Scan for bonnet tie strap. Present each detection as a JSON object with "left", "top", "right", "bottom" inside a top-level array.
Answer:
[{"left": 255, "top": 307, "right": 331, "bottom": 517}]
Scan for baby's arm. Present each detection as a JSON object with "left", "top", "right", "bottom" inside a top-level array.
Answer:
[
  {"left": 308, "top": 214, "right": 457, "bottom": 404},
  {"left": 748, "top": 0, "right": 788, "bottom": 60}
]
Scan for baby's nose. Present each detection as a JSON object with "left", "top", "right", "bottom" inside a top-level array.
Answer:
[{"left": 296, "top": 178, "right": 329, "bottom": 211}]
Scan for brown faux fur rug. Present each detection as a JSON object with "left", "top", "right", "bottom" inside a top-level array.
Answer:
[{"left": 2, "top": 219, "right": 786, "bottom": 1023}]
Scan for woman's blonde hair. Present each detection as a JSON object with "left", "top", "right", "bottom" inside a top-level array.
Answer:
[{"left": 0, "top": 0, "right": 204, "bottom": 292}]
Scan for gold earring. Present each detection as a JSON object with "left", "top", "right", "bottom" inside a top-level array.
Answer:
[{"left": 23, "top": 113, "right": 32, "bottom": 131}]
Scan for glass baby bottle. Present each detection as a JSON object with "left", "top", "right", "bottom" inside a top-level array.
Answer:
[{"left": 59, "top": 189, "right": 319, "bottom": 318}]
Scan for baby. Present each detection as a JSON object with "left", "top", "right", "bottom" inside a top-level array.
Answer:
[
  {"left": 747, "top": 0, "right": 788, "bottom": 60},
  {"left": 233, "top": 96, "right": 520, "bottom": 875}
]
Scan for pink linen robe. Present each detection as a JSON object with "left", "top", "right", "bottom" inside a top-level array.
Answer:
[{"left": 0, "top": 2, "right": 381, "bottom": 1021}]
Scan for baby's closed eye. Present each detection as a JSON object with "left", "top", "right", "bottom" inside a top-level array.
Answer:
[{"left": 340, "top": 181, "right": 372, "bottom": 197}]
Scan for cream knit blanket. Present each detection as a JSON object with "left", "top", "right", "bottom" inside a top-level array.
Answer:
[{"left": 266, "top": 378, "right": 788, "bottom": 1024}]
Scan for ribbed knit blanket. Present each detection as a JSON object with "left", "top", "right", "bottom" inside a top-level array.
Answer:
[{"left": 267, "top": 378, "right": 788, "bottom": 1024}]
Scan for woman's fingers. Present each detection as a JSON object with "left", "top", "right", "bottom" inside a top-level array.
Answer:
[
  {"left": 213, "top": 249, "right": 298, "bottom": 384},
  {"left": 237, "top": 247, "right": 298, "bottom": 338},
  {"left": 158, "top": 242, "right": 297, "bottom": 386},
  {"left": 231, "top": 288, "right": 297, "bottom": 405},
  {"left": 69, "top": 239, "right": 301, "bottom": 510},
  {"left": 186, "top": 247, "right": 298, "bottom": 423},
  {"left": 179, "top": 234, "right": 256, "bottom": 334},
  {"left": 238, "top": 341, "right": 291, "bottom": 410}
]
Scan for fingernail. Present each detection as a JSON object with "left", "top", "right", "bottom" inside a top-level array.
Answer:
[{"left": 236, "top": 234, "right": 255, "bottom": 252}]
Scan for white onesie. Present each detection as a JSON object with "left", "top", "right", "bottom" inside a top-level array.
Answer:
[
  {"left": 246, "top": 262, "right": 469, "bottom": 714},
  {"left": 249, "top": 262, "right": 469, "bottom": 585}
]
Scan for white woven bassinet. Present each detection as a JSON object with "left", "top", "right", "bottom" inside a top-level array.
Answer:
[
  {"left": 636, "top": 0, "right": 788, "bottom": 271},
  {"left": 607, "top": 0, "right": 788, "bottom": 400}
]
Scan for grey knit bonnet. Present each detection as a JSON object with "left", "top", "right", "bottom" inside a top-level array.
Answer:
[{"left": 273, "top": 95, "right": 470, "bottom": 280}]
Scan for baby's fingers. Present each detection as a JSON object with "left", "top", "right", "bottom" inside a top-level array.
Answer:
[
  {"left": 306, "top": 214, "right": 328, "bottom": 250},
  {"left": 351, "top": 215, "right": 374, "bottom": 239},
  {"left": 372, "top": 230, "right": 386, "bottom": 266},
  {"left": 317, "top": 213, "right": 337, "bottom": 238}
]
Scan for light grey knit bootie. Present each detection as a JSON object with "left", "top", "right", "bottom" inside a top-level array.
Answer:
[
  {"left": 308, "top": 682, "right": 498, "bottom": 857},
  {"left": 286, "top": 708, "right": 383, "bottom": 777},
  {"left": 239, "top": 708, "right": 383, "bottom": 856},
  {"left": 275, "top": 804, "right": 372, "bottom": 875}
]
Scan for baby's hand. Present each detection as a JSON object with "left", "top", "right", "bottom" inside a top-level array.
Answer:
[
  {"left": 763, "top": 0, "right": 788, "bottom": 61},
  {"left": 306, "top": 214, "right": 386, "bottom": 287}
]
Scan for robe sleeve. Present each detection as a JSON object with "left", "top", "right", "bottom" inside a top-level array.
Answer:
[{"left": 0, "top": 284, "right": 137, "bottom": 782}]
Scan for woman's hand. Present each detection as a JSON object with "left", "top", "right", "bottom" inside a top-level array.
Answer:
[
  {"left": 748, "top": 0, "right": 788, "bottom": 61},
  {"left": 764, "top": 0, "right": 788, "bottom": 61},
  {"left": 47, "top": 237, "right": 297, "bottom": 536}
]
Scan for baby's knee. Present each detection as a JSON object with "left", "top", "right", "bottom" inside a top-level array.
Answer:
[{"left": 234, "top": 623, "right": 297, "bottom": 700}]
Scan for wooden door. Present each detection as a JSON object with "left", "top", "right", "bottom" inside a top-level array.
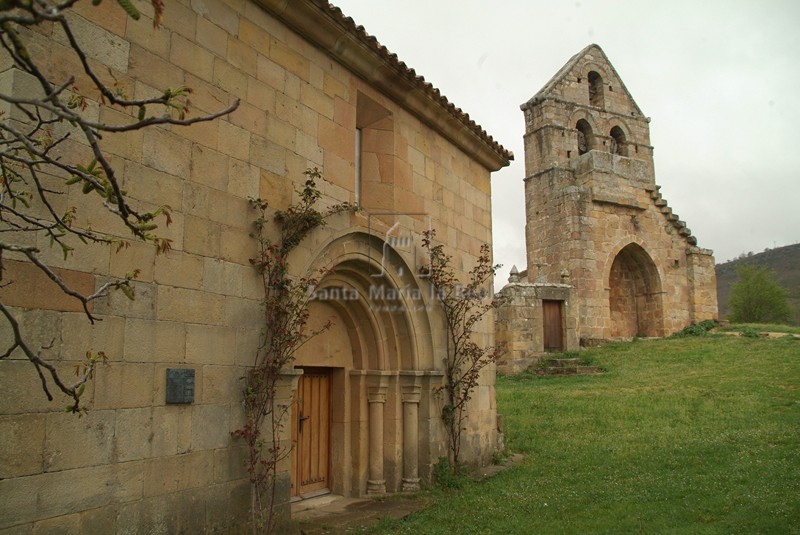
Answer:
[
  {"left": 291, "top": 370, "right": 330, "bottom": 498},
  {"left": 542, "top": 300, "right": 564, "bottom": 352}
]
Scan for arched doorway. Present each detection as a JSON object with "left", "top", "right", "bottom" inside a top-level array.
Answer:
[
  {"left": 608, "top": 243, "right": 664, "bottom": 338},
  {"left": 291, "top": 232, "right": 438, "bottom": 498}
]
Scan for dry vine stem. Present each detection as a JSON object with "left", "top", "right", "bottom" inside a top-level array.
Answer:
[
  {"left": 233, "top": 169, "right": 354, "bottom": 533},
  {"left": 421, "top": 229, "right": 505, "bottom": 474}
]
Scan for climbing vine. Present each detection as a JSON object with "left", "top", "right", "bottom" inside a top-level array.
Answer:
[
  {"left": 421, "top": 229, "right": 505, "bottom": 475},
  {"left": 232, "top": 168, "right": 354, "bottom": 534}
]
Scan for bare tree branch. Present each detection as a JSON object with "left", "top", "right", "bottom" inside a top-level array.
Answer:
[{"left": 0, "top": 0, "right": 238, "bottom": 410}]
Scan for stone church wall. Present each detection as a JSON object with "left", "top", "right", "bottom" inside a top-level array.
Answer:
[
  {"left": 495, "top": 279, "right": 579, "bottom": 374},
  {"left": 0, "top": 1, "right": 509, "bottom": 531}
]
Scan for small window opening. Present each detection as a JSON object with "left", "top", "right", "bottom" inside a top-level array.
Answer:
[
  {"left": 588, "top": 71, "right": 604, "bottom": 107},
  {"left": 356, "top": 91, "right": 393, "bottom": 210},
  {"left": 576, "top": 119, "right": 593, "bottom": 155},
  {"left": 610, "top": 126, "right": 627, "bottom": 156}
]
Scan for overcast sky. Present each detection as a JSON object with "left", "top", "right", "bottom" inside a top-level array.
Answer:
[{"left": 333, "top": 0, "right": 800, "bottom": 285}]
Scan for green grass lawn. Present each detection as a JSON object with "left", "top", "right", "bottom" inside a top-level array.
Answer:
[{"left": 370, "top": 334, "right": 800, "bottom": 534}]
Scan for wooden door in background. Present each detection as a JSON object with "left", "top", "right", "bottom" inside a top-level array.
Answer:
[{"left": 543, "top": 300, "right": 564, "bottom": 352}]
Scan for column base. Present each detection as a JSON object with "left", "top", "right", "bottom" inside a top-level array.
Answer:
[
  {"left": 366, "top": 479, "right": 386, "bottom": 495},
  {"left": 401, "top": 478, "right": 420, "bottom": 492}
]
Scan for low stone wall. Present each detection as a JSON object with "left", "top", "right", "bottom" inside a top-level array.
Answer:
[{"left": 495, "top": 279, "right": 579, "bottom": 374}]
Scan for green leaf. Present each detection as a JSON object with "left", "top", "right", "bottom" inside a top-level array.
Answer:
[
  {"left": 120, "top": 284, "right": 135, "bottom": 301},
  {"left": 60, "top": 242, "right": 73, "bottom": 260},
  {"left": 114, "top": 0, "right": 140, "bottom": 20}
]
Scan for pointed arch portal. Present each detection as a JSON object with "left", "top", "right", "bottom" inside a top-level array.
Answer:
[{"left": 608, "top": 243, "right": 664, "bottom": 338}]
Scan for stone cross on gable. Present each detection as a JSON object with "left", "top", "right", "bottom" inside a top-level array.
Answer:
[{"left": 534, "top": 261, "right": 550, "bottom": 283}]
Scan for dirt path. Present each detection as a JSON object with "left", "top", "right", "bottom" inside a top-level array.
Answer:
[
  {"left": 294, "top": 454, "right": 524, "bottom": 534},
  {"left": 715, "top": 330, "right": 800, "bottom": 339}
]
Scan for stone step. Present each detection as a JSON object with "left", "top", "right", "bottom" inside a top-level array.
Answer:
[
  {"left": 497, "top": 357, "right": 537, "bottom": 376},
  {"left": 543, "top": 365, "right": 602, "bottom": 376},
  {"left": 546, "top": 366, "right": 577, "bottom": 375},
  {"left": 547, "top": 357, "right": 580, "bottom": 367}
]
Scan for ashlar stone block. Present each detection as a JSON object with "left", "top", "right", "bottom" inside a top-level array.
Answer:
[
  {"left": 54, "top": 13, "right": 130, "bottom": 73},
  {"left": 142, "top": 128, "right": 192, "bottom": 180},
  {"left": 0, "top": 414, "right": 45, "bottom": 478},
  {"left": 190, "top": 404, "right": 231, "bottom": 451},
  {"left": 0, "top": 461, "right": 143, "bottom": 528},
  {"left": 123, "top": 318, "right": 186, "bottom": 363},
  {"left": 43, "top": 410, "right": 116, "bottom": 472}
]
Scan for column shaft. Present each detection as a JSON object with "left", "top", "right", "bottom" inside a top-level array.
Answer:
[
  {"left": 367, "top": 388, "right": 386, "bottom": 495},
  {"left": 401, "top": 399, "right": 420, "bottom": 491}
]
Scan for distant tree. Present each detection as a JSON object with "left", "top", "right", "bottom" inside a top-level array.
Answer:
[{"left": 729, "top": 265, "right": 792, "bottom": 324}]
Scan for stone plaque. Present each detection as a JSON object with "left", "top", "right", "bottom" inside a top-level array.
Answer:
[{"left": 166, "top": 368, "right": 195, "bottom": 404}]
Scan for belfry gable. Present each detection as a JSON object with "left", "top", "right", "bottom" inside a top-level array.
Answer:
[{"left": 521, "top": 43, "right": 646, "bottom": 119}]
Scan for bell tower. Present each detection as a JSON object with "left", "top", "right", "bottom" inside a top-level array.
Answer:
[{"left": 520, "top": 44, "right": 717, "bottom": 341}]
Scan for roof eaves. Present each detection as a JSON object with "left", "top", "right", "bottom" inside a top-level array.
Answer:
[{"left": 255, "top": 0, "right": 513, "bottom": 170}]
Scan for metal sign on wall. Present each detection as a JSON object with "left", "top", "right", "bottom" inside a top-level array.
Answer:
[{"left": 166, "top": 368, "right": 195, "bottom": 404}]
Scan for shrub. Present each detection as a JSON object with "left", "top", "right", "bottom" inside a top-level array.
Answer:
[
  {"left": 729, "top": 265, "right": 792, "bottom": 324},
  {"left": 739, "top": 327, "right": 762, "bottom": 339},
  {"left": 671, "top": 320, "right": 716, "bottom": 338},
  {"left": 432, "top": 457, "right": 467, "bottom": 490}
]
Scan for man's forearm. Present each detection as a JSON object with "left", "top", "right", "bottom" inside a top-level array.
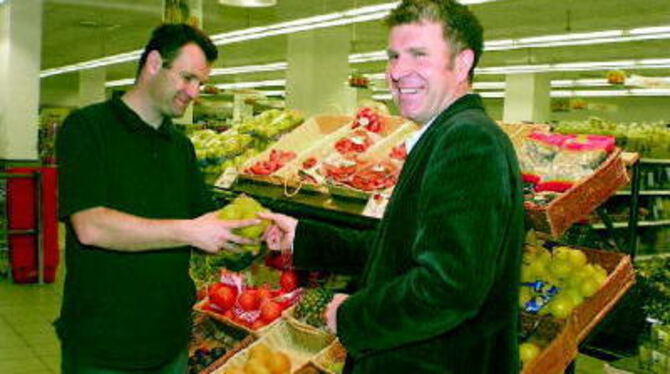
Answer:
[{"left": 71, "top": 207, "right": 192, "bottom": 252}]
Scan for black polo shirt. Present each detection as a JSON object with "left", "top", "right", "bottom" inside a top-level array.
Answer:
[{"left": 55, "top": 97, "right": 214, "bottom": 369}]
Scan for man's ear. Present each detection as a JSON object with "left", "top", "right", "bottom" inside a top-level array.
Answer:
[
  {"left": 454, "top": 49, "right": 475, "bottom": 83},
  {"left": 145, "top": 50, "right": 163, "bottom": 76}
]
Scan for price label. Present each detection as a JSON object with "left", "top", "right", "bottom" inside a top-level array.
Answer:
[
  {"left": 362, "top": 193, "right": 389, "bottom": 218},
  {"left": 215, "top": 167, "right": 239, "bottom": 189}
]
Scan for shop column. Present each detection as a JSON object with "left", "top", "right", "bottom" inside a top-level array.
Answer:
[
  {"left": 0, "top": 0, "right": 42, "bottom": 160},
  {"left": 285, "top": 26, "right": 353, "bottom": 117},
  {"left": 164, "top": 0, "right": 202, "bottom": 125},
  {"left": 502, "top": 73, "right": 551, "bottom": 123},
  {"left": 79, "top": 69, "right": 106, "bottom": 107}
]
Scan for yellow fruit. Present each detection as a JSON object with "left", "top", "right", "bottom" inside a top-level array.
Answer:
[
  {"left": 249, "top": 344, "right": 272, "bottom": 363},
  {"left": 217, "top": 195, "right": 271, "bottom": 239},
  {"left": 266, "top": 352, "right": 291, "bottom": 374},
  {"left": 218, "top": 205, "right": 238, "bottom": 220},
  {"left": 521, "top": 265, "right": 535, "bottom": 282},
  {"left": 580, "top": 278, "right": 601, "bottom": 298},
  {"left": 549, "top": 259, "right": 572, "bottom": 278},
  {"left": 553, "top": 246, "right": 572, "bottom": 261},
  {"left": 528, "top": 260, "right": 548, "bottom": 279},
  {"left": 549, "top": 294, "right": 576, "bottom": 319},
  {"left": 567, "top": 249, "right": 587, "bottom": 269},
  {"left": 519, "top": 342, "right": 541, "bottom": 363},
  {"left": 244, "top": 358, "right": 271, "bottom": 374},
  {"left": 563, "top": 288, "right": 584, "bottom": 307},
  {"left": 225, "top": 368, "right": 245, "bottom": 374}
]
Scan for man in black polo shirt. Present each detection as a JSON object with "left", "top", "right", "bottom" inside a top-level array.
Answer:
[{"left": 55, "top": 24, "right": 256, "bottom": 373}]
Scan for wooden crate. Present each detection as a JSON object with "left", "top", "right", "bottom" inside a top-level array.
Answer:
[
  {"left": 498, "top": 122, "right": 551, "bottom": 153},
  {"left": 525, "top": 148, "right": 630, "bottom": 238},
  {"left": 211, "top": 321, "right": 335, "bottom": 374},
  {"left": 523, "top": 247, "right": 636, "bottom": 374},
  {"left": 194, "top": 298, "right": 280, "bottom": 337}
]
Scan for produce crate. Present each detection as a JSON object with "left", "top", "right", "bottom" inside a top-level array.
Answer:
[
  {"left": 525, "top": 148, "right": 630, "bottom": 238},
  {"left": 312, "top": 340, "right": 347, "bottom": 374},
  {"left": 190, "top": 313, "right": 256, "bottom": 374},
  {"left": 211, "top": 320, "right": 335, "bottom": 374},
  {"left": 523, "top": 247, "right": 636, "bottom": 374},
  {"left": 239, "top": 115, "right": 353, "bottom": 184},
  {"left": 571, "top": 248, "right": 636, "bottom": 341},
  {"left": 282, "top": 305, "right": 335, "bottom": 342},
  {"left": 193, "top": 298, "right": 281, "bottom": 337},
  {"left": 498, "top": 122, "right": 551, "bottom": 153},
  {"left": 521, "top": 314, "right": 576, "bottom": 374},
  {"left": 198, "top": 335, "right": 256, "bottom": 374}
]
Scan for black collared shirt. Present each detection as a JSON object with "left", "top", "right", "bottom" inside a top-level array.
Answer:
[{"left": 56, "top": 96, "right": 214, "bottom": 368}]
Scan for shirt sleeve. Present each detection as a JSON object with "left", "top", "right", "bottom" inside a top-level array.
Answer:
[
  {"left": 293, "top": 219, "right": 375, "bottom": 275},
  {"left": 336, "top": 120, "right": 518, "bottom": 357},
  {"left": 56, "top": 110, "right": 109, "bottom": 220}
]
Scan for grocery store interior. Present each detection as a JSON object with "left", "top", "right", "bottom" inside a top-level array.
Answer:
[{"left": 0, "top": 0, "right": 669, "bottom": 373}]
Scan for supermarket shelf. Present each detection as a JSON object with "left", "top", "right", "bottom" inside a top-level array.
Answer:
[
  {"left": 639, "top": 158, "right": 670, "bottom": 165},
  {"left": 635, "top": 252, "right": 670, "bottom": 262},
  {"left": 592, "top": 219, "right": 670, "bottom": 229},
  {"left": 615, "top": 190, "right": 670, "bottom": 196}
]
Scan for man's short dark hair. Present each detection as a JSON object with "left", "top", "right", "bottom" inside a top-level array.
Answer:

→ Problem to solve
Which lines of the material above hold the string "fingers"? Pull them out.

→ Answer for the task
Scan for woman's fingers. Present each detection as a JSON object with "left", "top", "right", "bottom" inside a top-level array.
Scan for baby's fingers. Present each detection as a JSON object with "left", "top", "right", "bottom" inside a top-level array.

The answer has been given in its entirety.